### Work to do
a) In the column on India's fascination with Jinnah, what was the author a visiting fellow at, and for which academic year?
b) Say whether each statement agrees with the column on India's fascination with Jinnah, answering yes or no and quoting the deciding words: (i) A G Noorani is described as a historian, journalist and lawyer from India. (ii) The column was published in March 2017. (iii) According to the column, hardly a year passes without a book on Jinnah's life being published in India.
c) Return everything in the column on India's fascination with Jinnah from "But I have been" down to "his extraordinary life.", copied word for word.
[START OF Selected passage]
Yasser Latif Hamdani

Yasser Latif Hamdani is an Advocate of the High Courts of Pakistan and a member of the Honourable Society of Lincoln’s Inn in London. He was also a visiting fellow at Harvard Law School’s Human Rights Program for 2017-2018 academic year.

India’s fascination with Jinnah

Published on: February 26, 2017 11:00 PM

February 26, 2017 by Yasser Latif Hamdani

A few years ago, A G Noorani, the famous historian, journalist and lawyer from India, writing on Jinnah quoted the following Sahir Ludhianvi verse (translation):

You are for me still the heaven of my dreams / On your grounds lie buried four years of my youth.

But I have been very much brought up in its atmosphere/If I do not belong to it, I was at least an expellee from this place

For Jinnah it was more like 44 years at the prime of his life, during which he made an immense fortune as a lawyer, rose to great heights as a politician, and where, most importantly, he loved and was loved till he lost that love. The fascination that India still holds for Jinnah, despite decades of a conscious effort by the Indian state to demonize him as the man who broke India and destroyed its communal unity by fighting for Pakistan, is a testament of the extraordinary hold Jinnah has on the land he spent most of his life as a lawyer, a politician and a legislator par excellence. This fascination is apparent in the fact that hardly a year goes by without a book being published in that country on his extraordinary life.
[END OF Selected passage]
[START OF Dataset content]
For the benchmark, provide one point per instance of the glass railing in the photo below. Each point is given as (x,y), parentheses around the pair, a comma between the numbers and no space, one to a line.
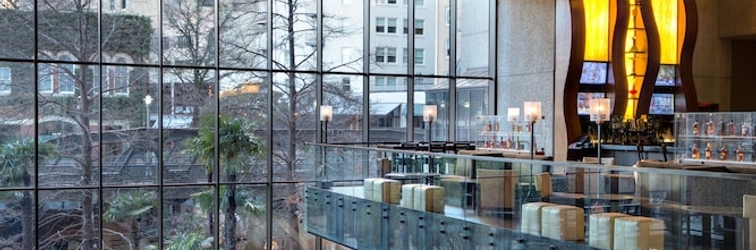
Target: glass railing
(378,197)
[END OF Dataset content]
### Written responses
a) Harvard Law School's Human Rights Program, for the 2017-2018 academic year.

b)
(i) Yes: "the famous historian, journalist and lawyer from India"
(ii) No: "Published on: February 26, 2017 11:00 PM"
(iii) Yes: "hardly a year goes by without a book being published in that country on his extraordinary life"

c)
But I have been very much brought up in its atmosphere/If I do not belong to it, I was at least an expellee from this place

For Jinnah it was more like 44 years at the prime of his life, during which he made an immense fortune as a lawyer, rose to great heights as a politician, and where, most importantly, he loved and was loved till he lost that love. The fascination that India still holds for Jinnah, despite decades of a conscious effort by the Indian state to demonize him as the man who broke India and destroyed its communal unity by fighting for Pakistan, is a testament of the extraordinary hold Jinnah has on the land he spent most of his life as a lawyer, a politician and a legislator par excellence. This fascination is apparent in the fact that hardly a year goes by without a book being published in that country on his extraordinary life.